[Problem description]:
When you find the word "flower" in a line of the entries, please copy the whole line.

[Natural-language object grounding data]:
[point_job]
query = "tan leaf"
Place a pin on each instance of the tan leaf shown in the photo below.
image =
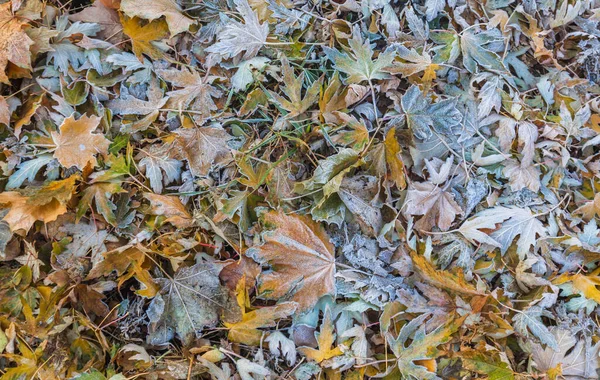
(4, 111)
(14, 42)
(203, 148)
(442, 279)
(45, 204)
(76, 144)
(438, 207)
(196, 92)
(325, 339)
(247, 330)
(301, 257)
(142, 37)
(590, 209)
(170, 207)
(107, 18)
(393, 159)
(152, 10)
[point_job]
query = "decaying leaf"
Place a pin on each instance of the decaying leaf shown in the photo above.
(301, 259)
(76, 142)
(186, 303)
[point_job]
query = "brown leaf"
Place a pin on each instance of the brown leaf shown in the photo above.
(203, 148)
(4, 111)
(14, 42)
(45, 204)
(170, 207)
(107, 18)
(196, 92)
(301, 257)
(438, 207)
(142, 37)
(76, 144)
(155, 9)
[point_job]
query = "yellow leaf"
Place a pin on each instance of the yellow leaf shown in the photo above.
(246, 331)
(301, 257)
(394, 161)
(590, 208)
(44, 204)
(142, 37)
(152, 10)
(586, 285)
(325, 340)
(76, 144)
(170, 207)
(14, 42)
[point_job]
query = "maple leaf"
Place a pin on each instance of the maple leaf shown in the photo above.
(236, 38)
(515, 221)
(14, 42)
(301, 259)
(443, 279)
(325, 339)
(415, 63)
(358, 135)
(170, 207)
(188, 302)
(394, 159)
(296, 105)
(155, 9)
(333, 98)
(156, 162)
(422, 116)
(30, 258)
(44, 204)
(359, 64)
(246, 368)
(197, 93)
(479, 49)
(573, 358)
(106, 17)
(130, 105)
(76, 144)
(143, 38)
(582, 285)
(203, 148)
(4, 111)
(437, 206)
(246, 331)
(486, 363)
(417, 359)
(590, 208)
(530, 320)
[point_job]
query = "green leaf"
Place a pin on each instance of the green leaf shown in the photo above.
(358, 63)
(421, 116)
(479, 49)
(486, 363)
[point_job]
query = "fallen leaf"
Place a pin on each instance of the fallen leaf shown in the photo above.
(143, 37)
(301, 259)
(188, 302)
(76, 142)
(14, 42)
(176, 20)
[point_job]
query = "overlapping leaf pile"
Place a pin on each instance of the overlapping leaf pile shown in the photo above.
(296, 189)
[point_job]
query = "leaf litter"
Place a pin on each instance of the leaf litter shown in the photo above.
(289, 189)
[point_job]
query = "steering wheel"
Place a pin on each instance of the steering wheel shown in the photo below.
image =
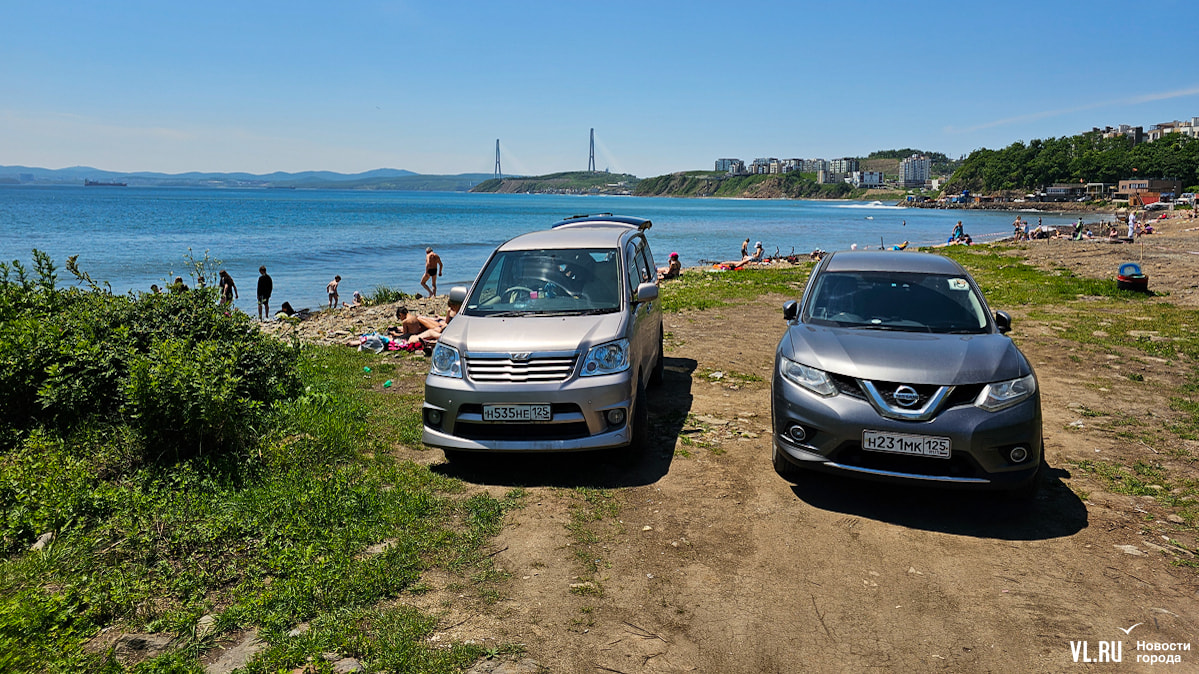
(560, 287)
(513, 296)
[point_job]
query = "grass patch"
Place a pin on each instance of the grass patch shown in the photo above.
(699, 289)
(1146, 479)
(592, 511)
(384, 295)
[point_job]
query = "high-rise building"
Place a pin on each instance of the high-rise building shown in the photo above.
(914, 170)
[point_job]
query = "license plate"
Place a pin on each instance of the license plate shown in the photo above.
(904, 444)
(516, 413)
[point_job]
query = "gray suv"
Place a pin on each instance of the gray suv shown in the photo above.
(554, 345)
(893, 368)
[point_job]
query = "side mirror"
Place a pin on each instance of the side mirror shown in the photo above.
(1002, 322)
(645, 293)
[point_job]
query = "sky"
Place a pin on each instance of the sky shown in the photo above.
(667, 85)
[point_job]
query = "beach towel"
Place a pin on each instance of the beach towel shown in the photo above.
(373, 342)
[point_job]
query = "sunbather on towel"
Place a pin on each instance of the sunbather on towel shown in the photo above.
(414, 328)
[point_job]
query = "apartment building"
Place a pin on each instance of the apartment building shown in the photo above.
(731, 166)
(914, 172)
(1157, 131)
(844, 164)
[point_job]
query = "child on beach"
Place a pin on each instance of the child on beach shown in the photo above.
(673, 269)
(228, 288)
(332, 292)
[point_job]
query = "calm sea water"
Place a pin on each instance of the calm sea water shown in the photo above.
(132, 238)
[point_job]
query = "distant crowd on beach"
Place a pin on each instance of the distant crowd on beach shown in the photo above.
(228, 289)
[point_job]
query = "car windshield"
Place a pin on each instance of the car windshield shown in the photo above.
(546, 282)
(902, 301)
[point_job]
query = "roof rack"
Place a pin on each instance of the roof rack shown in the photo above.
(604, 218)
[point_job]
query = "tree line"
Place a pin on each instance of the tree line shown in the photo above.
(1086, 157)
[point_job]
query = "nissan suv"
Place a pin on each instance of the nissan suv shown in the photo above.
(554, 345)
(892, 367)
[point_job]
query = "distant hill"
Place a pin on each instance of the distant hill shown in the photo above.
(570, 182)
(377, 179)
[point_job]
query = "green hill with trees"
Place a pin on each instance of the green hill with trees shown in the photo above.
(1088, 157)
(568, 182)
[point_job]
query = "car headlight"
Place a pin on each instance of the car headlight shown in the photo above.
(446, 361)
(815, 380)
(1002, 395)
(606, 359)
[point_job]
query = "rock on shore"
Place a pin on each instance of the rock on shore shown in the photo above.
(337, 326)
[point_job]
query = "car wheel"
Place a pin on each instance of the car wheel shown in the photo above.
(784, 468)
(1030, 489)
(660, 365)
(639, 423)
(464, 459)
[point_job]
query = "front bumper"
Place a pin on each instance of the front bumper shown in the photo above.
(980, 440)
(453, 419)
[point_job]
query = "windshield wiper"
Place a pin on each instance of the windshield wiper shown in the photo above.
(893, 328)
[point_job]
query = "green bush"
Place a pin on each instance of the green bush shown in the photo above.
(187, 374)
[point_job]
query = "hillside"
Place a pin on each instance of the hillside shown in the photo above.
(377, 179)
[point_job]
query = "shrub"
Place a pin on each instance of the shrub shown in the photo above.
(187, 374)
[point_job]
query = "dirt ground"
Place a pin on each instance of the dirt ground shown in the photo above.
(715, 564)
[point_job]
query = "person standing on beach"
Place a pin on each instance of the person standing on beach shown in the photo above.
(228, 288)
(265, 286)
(433, 269)
(332, 292)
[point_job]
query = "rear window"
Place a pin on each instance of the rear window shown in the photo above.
(913, 302)
(547, 282)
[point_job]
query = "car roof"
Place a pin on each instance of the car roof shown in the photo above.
(580, 232)
(603, 218)
(891, 260)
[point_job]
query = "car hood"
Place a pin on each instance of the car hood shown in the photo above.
(910, 357)
(529, 334)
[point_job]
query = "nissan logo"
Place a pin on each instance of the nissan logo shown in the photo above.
(905, 396)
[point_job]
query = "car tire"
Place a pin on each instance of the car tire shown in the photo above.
(464, 459)
(1029, 491)
(660, 365)
(784, 468)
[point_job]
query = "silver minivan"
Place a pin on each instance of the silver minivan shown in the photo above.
(554, 345)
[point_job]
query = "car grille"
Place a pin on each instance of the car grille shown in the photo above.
(887, 390)
(959, 464)
(573, 431)
(504, 368)
(507, 431)
(963, 395)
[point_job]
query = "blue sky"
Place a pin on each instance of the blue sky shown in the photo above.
(668, 85)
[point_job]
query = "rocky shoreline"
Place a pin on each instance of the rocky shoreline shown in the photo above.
(339, 325)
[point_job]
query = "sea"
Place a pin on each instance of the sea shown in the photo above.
(132, 238)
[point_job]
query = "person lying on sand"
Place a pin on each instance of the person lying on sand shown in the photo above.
(673, 269)
(414, 328)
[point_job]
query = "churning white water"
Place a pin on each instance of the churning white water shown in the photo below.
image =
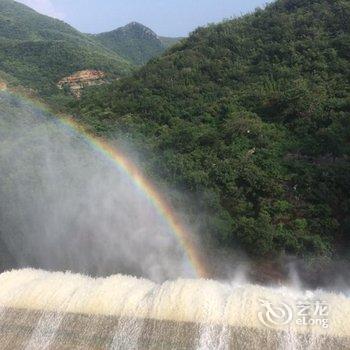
(215, 314)
(65, 206)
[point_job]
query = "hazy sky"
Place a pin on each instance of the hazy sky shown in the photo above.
(165, 17)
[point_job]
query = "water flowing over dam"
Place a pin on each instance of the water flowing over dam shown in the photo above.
(42, 310)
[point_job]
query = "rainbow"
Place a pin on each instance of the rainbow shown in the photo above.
(120, 160)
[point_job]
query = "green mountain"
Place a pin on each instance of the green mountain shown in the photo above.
(135, 42)
(250, 118)
(37, 51)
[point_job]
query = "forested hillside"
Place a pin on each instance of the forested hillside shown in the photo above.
(37, 51)
(135, 42)
(249, 118)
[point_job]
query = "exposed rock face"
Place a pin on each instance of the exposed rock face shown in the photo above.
(82, 79)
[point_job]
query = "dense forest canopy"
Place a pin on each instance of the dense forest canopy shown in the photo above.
(135, 42)
(249, 118)
(38, 51)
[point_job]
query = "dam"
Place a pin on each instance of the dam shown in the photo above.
(43, 310)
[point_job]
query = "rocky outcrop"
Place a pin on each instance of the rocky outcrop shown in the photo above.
(79, 80)
(3, 86)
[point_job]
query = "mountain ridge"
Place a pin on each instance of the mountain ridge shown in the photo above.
(249, 118)
(135, 42)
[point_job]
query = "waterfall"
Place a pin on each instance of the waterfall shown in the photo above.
(43, 310)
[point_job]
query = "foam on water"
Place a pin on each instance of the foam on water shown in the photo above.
(202, 302)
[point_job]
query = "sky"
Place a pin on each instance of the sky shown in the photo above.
(165, 17)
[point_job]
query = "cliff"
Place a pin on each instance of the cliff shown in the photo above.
(82, 79)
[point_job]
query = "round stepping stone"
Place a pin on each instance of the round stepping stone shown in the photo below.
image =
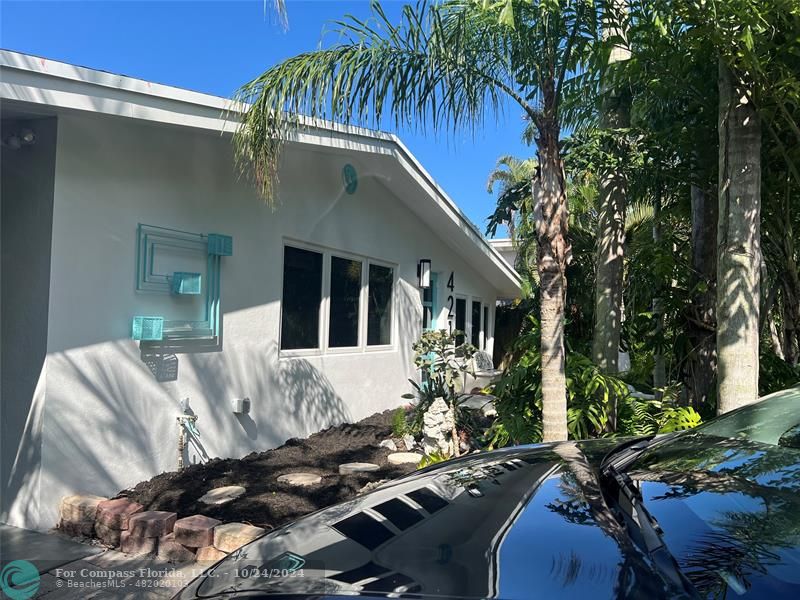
(300, 479)
(222, 495)
(404, 458)
(348, 468)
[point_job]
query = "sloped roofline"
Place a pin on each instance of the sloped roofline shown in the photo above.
(40, 81)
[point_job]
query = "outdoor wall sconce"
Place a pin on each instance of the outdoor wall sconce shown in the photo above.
(17, 140)
(424, 273)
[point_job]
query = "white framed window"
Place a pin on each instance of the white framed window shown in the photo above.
(335, 301)
(380, 304)
(301, 305)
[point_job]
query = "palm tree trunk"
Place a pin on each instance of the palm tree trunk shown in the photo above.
(553, 253)
(611, 218)
(701, 366)
(659, 366)
(739, 242)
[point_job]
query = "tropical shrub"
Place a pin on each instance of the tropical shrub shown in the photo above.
(399, 423)
(443, 364)
(591, 399)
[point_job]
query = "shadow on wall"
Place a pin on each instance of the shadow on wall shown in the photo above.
(288, 398)
(109, 424)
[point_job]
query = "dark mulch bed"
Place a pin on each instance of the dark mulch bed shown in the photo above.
(268, 503)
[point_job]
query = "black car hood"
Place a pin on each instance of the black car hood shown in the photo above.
(527, 522)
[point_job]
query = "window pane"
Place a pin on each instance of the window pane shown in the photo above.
(302, 294)
(379, 313)
(461, 319)
(485, 325)
(345, 302)
(476, 324)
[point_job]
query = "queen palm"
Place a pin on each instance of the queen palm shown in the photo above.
(444, 67)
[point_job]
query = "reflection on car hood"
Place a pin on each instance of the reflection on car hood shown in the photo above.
(730, 511)
(524, 522)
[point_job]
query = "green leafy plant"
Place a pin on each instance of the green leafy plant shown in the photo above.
(591, 396)
(399, 424)
(432, 459)
(444, 363)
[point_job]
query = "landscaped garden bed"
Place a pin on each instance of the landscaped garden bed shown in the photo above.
(205, 511)
(267, 502)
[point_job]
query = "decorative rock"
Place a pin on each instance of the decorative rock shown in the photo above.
(404, 458)
(131, 544)
(108, 535)
(230, 536)
(151, 523)
(209, 554)
(372, 485)
(172, 551)
(85, 529)
(300, 479)
(222, 495)
(115, 514)
(349, 468)
(195, 531)
(437, 429)
(80, 508)
(388, 444)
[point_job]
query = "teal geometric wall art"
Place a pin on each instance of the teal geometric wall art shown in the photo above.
(148, 328)
(158, 250)
(186, 284)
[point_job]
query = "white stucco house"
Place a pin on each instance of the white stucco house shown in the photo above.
(120, 200)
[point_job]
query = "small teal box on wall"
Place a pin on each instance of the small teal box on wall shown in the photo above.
(186, 283)
(220, 245)
(148, 328)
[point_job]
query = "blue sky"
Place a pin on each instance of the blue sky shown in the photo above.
(214, 47)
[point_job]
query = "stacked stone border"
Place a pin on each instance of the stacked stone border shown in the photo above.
(123, 524)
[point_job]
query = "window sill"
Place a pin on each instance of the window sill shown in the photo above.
(353, 351)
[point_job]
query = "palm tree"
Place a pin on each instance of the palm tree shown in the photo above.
(444, 67)
(613, 199)
(514, 176)
(739, 240)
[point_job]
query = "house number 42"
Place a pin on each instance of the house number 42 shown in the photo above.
(450, 300)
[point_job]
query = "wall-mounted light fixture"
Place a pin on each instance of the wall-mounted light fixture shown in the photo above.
(424, 273)
(24, 137)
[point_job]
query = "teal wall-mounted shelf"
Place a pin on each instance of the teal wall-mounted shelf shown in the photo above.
(186, 283)
(148, 328)
(220, 245)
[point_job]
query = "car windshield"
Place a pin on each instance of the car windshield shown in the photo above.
(727, 497)
(775, 420)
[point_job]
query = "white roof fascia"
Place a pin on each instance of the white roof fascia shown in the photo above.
(39, 81)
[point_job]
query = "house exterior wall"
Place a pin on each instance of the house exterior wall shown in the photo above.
(27, 215)
(108, 423)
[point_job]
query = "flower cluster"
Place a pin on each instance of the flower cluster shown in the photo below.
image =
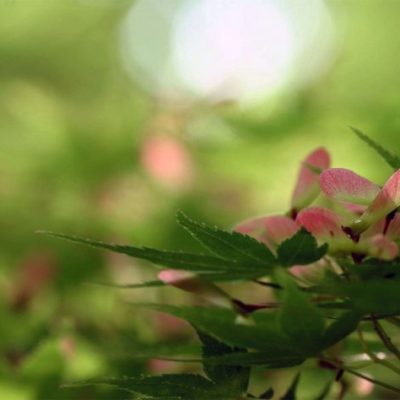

[Answer for the task]:
query = "flower cluster"
Place a pin on each instance of the flower cluster shown in the photo below.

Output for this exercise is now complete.